Entradas de um conjunto de dados de anotação:
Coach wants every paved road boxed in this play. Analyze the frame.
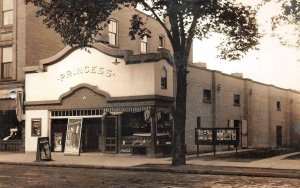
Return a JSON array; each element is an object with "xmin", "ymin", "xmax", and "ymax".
[{"xmin": 0, "ymin": 165, "xmax": 300, "ymax": 188}]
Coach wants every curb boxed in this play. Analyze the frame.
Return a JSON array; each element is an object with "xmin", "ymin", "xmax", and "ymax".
[{"xmin": 0, "ymin": 162, "xmax": 300, "ymax": 179}]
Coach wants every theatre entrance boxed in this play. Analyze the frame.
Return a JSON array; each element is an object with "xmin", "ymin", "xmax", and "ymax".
[
  {"xmin": 104, "ymin": 116, "xmax": 118, "ymax": 153},
  {"xmin": 81, "ymin": 118, "xmax": 102, "ymax": 152},
  {"xmin": 50, "ymin": 117, "xmax": 105, "ymax": 152}
]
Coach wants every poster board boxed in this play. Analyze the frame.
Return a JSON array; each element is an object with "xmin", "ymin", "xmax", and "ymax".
[
  {"xmin": 64, "ymin": 118, "xmax": 82, "ymax": 155},
  {"xmin": 195, "ymin": 128, "xmax": 239, "ymax": 146},
  {"xmin": 54, "ymin": 133, "xmax": 62, "ymax": 151},
  {"xmin": 36, "ymin": 137, "xmax": 51, "ymax": 161}
]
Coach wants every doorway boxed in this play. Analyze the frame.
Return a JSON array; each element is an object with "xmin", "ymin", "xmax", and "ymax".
[
  {"xmin": 51, "ymin": 118, "xmax": 68, "ymax": 152},
  {"xmin": 105, "ymin": 116, "xmax": 118, "ymax": 153},
  {"xmin": 276, "ymin": 126, "xmax": 282, "ymax": 147},
  {"xmin": 81, "ymin": 118, "xmax": 102, "ymax": 152}
]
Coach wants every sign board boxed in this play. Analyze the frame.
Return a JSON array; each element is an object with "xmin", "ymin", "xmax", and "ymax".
[
  {"xmin": 195, "ymin": 128, "xmax": 239, "ymax": 146},
  {"xmin": 64, "ymin": 118, "xmax": 82, "ymax": 155},
  {"xmin": 36, "ymin": 137, "xmax": 51, "ymax": 161},
  {"xmin": 0, "ymin": 90, "xmax": 10, "ymax": 99}
]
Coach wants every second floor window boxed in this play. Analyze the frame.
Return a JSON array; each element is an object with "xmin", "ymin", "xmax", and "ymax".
[
  {"xmin": 160, "ymin": 67, "xmax": 168, "ymax": 89},
  {"xmin": 233, "ymin": 94, "xmax": 240, "ymax": 106},
  {"xmin": 108, "ymin": 20, "xmax": 117, "ymax": 46},
  {"xmin": 276, "ymin": 101, "xmax": 281, "ymax": 111},
  {"xmin": 141, "ymin": 36, "xmax": 148, "ymax": 53},
  {"xmin": 203, "ymin": 89, "xmax": 211, "ymax": 103},
  {"xmin": 1, "ymin": 47, "xmax": 13, "ymax": 79},
  {"xmin": 2, "ymin": 0, "xmax": 13, "ymax": 25}
]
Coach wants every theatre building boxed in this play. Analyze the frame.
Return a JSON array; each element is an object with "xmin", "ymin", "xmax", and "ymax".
[{"xmin": 24, "ymin": 5, "xmax": 183, "ymax": 156}]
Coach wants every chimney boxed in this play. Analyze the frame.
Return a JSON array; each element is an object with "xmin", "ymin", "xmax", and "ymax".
[{"xmin": 231, "ymin": 72, "xmax": 243, "ymax": 78}]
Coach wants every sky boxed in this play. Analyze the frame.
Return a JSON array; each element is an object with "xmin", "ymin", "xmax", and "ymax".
[{"xmin": 193, "ymin": 0, "xmax": 300, "ymax": 91}]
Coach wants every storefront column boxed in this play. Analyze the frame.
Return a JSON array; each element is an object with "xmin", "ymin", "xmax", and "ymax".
[
  {"xmin": 151, "ymin": 109, "xmax": 157, "ymax": 154},
  {"xmin": 99, "ymin": 116, "xmax": 105, "ymax": 152},
  {"xmin": 117, "ymin": 115, "xmax": 122, "ymax": 153}
]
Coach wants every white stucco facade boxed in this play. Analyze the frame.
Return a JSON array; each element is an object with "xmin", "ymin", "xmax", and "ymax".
[{"xmin": 25, "ymin": 48, "xmax": 173, "ymax": 102}]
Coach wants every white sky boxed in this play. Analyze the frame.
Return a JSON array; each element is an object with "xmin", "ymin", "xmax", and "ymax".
[{"xmin": 193, "ymin": 0, "xmax": 300, "ymax": 91}]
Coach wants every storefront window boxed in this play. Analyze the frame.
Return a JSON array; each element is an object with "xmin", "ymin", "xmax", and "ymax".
[{"xmin": 121, "ymin": 112, "xmax": 151, "ymax": 149}]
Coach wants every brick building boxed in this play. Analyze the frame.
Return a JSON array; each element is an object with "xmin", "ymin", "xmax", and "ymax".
[
  {"xmin": 186, "ymin": 63, "xmax": 300, "ymax": 151},
  {"xmin": 0, "ymin": 0, "xmax": 300, "ymax": 156}
]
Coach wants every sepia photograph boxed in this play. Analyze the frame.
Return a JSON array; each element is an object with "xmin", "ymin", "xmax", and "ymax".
[{"xmin": 0, "ymin": 0, "xmax": 300, "ymax": 188}]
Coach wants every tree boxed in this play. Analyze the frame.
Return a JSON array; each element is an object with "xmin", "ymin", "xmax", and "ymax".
[
  {"xmin": 25, "ymin": 0, "xmax": 260, "ymax": 165},
  {"xmin": 262, "ymin": 0, "xmax": 300, "ymax": 48}
]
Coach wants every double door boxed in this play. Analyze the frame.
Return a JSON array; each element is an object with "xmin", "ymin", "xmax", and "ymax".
[{"xmin": 103, "ymin": 116, "xmax": 118, "ymax": 153}]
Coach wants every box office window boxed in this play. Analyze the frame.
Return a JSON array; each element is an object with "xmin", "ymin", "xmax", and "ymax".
[
  {"xmin": 203, "ymin": 89, "xmax": 211, "ymax": 103},
  {"xmin": 2, "ymin": 0, "xmax": 13, "ymax": 25},
  {"xmin": 31, "ymin": 119, "xmax": 42, "ymax": 136},
  {"xmin": 1, "ymin": 46, "xmax": 13, "ymax": 79},
  {"xmin": 160, "ymin": 67, "xmax": 168, "ymax": 89},
  {"xmin": 141, "ymin": 36, "xmax": 148, "ymax": 53},
  {"xmin": 276, "ymin": 101, "xmax": 281, "ymax": 111},
  {"xmin": 233, "ymin": 94, "xmax": 240, "ymax": 106},
  {"xmin": 108, "ymin": 20, "xmax": 118, "ymax": 46},
  {"xmin": 158, "ymin": 35, "xmax": 165, "ymax": 48}
]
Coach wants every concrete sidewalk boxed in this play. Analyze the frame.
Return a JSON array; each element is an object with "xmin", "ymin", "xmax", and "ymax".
[{"xmin": 0, "ymin": 150, "xmax": 300, "ymax": 178}]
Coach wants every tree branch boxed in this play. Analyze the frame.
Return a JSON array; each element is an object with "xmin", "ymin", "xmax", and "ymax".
[{"xmin": 141, "ymin": 1, "xmax": 173, "ymax": 46}]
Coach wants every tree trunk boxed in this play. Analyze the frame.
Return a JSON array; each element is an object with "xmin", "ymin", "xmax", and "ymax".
[{"xmin": 172, "ymin": 56, "xmax": 188, "ymax": 166}]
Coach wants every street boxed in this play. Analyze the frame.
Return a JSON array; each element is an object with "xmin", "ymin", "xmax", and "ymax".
[{"xmin": 0, "ymin": 165, "xmax": 300, "ymax": 188}]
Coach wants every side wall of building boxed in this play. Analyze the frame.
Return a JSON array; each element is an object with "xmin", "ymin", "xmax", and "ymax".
[{"xmin": 186, "ymin": 65, "xmax": 300, "ymax": 152}]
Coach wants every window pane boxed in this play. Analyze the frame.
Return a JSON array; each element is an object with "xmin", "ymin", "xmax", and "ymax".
[
  {"xmin": 108, "ymin": 20, "xmax": 117, "ymax": 33},
  {"xmin": 108, "ymin": 33, "xmax": 116, "ymax": 45},
  {"xmin": 2, "ymin": 0, "xmax": 13, "ymax": 11},
  {"xmin": 2, "ymin": 47, "xmax": 12, "ymax": 63},
  {"xmin": 3, "ymin": 10, "xmax": 13, "ymax": 25},
  {"xmin": 158, "ymin": 36, "xmax": 164, "ymax": 48},
  {"xmin": 141, "ymin": 42, "xmax": 147, "ymax": 53}
]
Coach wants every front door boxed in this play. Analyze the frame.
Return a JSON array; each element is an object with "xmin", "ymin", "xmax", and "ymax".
[
  {"xmin": 105, "ymin": 116, "xmax": 118, "ymax": 153},
  {"xmin": 276, "ymin": 126, "xmax": 282, "ymax": 147}
]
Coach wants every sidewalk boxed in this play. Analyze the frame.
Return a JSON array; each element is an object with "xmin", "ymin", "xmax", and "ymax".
[{"xmin": 0, "ymin": 150, "xmax": 300, "ymax": 178}]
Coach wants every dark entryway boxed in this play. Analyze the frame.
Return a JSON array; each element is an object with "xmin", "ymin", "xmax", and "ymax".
[
  {"xmin": 276, "ymin": 126, "xmax": 282, "ymax": 147},
  {"xmin": 81, "ymin": 118, "xmax": 102, "ymax": 152},
  {"xmin": 104, "ymin": 116, "xmax": 118, "ymax": 153},
  {"xmin": 51, "ymin": 119, "xmax": 68, "ymax": 152}
]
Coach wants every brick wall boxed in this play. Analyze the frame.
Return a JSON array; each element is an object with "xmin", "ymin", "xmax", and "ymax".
[{"xmin": 186, "ymin": 65, "xmax": 300, "ymax": 152}]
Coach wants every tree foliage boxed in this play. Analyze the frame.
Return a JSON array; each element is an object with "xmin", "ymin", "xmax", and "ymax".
[
  {"xmin": 25, "ymin": 0, "xmax": 260, "ymax": 165},
  {"xmin": 263, "ymin": 0, "xmax": 300, "ymax": 48}
]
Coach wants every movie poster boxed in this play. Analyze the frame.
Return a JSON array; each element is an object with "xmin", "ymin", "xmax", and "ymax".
[
  {"xmin": 64, "ymin": 118, "xmax": 82, "ymax": 155},
  {"xmin": 54, "ymin": 133, "xmax": 62, "ymax": 151},
  {"xmin": 37, "ymin": 137, "xmax": 51, "ymax": 161}
]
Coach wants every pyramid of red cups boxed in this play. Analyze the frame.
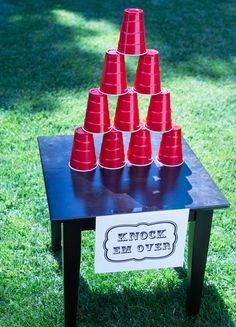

Faça isto:
Apresente como lista numerada as linhas da listagem que vão da linha que contém "Coach wants every dark" até o final da listagem, com as duas extremidades incluídas e sem as linhas em branco. Deixe as imagens de fora da resposta.

Resposta:
1. Coach wants every dark entryway boxed in this play. Analyze the frame.
2. Return a JSON array; each element is an object with "xmin", "ymin", "xmax", and "ymax".
3. [
4.   {"xmin": 276, "ymin": 126, "xmax": 282, "ymax": 147},
5.   {"xmin": 81, "ymin": 118, "xmax": 102, "ymax": 152},
6.   {"xmin": 104, "ymin": 116, "xmax": 118, "ymax": 153},
7.   {"xmin": 51, "ymin": 119, "xmax": 68, "ymax": 152}
8. ]
9. Coach wants every brick wall boxed in this play. Analyze the frame.
10. Return a JSON array; each element is an object with "xmin", "ymin", "xmax", and "ymax".
11. [{"xmin": 186, "ymin": 65, "xmax": 300, "ymax": 152}]
12. Coach wants every tree foliage boxed in this play. Analyze the frame.
13. Return a JSON array; each element is an object with "xmin", "ymin", "xmax", and "ymax".
14. [
15.   {"xmin": 25, "ymin": 0, "xmax": 260, "ymax": 165},
16.   {"xmin": 263, "ymin": 0, "xmax": 300, "ymax": 48}
17. ]
18. Coach wants every movie poster boxed in this play. Analyze the frame.
19. Return a JSON array; each element is an object with "xmin", "ymin", "xmax", and "ymax".
20. [
21.   {"xmin": 64, "ymin": 118, "xmax": 82, "ymax": 155},
22.   {"xmin": 54, "ymin": 133, "xmax": 62, "ymax": 151},
23.   {"xmin": 37, "ymin": 137, "xmax": 51, "ymax": 161}
24. ]
25. Coach wants every pyramid of red cups boxed in this play. Analyze the frame.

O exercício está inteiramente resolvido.